Only one stretch of the data below is needed. Output the lines from the one with "Query: tablet computer" up to and including the one with "Query: woman's hand", exactly as they stand.

Data shown

————

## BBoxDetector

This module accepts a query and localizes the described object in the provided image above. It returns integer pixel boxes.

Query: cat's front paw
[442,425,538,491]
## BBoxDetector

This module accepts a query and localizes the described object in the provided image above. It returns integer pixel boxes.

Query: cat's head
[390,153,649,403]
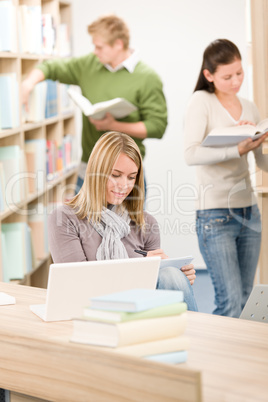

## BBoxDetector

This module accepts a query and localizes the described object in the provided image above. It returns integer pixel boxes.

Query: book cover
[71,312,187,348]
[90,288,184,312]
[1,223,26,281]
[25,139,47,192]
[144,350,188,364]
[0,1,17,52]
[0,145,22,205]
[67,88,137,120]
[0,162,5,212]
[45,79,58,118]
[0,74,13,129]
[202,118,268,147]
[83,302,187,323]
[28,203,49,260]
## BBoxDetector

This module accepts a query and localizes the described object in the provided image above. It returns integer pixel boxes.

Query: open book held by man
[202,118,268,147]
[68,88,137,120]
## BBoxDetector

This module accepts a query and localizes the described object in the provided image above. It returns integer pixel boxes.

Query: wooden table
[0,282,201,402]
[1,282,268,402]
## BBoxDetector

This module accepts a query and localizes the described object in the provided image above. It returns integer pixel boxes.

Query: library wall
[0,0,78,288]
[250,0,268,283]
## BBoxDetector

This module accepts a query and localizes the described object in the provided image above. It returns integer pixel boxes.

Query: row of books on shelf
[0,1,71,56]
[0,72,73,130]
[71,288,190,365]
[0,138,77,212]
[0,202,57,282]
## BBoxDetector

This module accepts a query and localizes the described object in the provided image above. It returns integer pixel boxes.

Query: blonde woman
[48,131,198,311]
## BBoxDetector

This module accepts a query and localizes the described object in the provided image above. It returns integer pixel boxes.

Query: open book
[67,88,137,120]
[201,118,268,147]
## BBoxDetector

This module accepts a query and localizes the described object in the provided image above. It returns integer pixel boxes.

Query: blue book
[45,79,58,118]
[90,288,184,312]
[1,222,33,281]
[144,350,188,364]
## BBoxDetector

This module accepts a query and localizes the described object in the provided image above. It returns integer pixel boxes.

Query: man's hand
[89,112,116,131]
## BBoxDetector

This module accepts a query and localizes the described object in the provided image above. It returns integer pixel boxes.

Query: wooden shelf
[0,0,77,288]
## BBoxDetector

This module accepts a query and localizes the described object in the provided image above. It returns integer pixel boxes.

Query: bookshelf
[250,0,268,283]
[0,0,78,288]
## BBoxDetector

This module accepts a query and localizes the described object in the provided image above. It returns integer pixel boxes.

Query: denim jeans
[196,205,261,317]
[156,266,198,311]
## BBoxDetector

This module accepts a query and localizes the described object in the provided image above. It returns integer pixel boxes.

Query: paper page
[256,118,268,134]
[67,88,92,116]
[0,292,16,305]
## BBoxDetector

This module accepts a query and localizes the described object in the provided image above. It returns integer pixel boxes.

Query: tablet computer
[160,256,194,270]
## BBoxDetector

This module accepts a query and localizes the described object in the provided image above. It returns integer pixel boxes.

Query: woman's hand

————

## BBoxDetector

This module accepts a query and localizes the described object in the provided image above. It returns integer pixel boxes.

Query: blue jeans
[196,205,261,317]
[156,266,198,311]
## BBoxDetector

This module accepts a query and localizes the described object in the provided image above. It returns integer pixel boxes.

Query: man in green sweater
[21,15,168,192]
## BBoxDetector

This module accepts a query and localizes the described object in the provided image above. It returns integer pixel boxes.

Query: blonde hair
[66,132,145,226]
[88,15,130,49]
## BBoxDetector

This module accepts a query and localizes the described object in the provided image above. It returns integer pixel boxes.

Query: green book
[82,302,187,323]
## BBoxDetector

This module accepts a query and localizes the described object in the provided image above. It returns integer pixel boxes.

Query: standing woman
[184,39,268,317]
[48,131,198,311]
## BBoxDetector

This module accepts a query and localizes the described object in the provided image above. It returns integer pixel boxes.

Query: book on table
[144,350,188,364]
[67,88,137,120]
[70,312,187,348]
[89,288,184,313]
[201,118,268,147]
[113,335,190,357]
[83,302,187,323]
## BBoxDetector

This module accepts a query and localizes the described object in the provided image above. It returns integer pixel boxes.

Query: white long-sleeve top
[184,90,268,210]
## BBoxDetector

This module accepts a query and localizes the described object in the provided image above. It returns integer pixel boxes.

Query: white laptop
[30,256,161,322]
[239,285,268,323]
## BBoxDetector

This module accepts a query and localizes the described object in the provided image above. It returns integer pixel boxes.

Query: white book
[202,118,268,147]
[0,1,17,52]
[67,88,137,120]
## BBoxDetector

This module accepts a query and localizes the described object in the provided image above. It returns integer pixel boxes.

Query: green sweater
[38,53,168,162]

————

Solution to this problem
Query: tablet computer
[160,256,194,270]
## BBoxDetector

This module accepts a query and localizes the described object in the provided image above. It returns integer pixel boxes.

Query: woman's hand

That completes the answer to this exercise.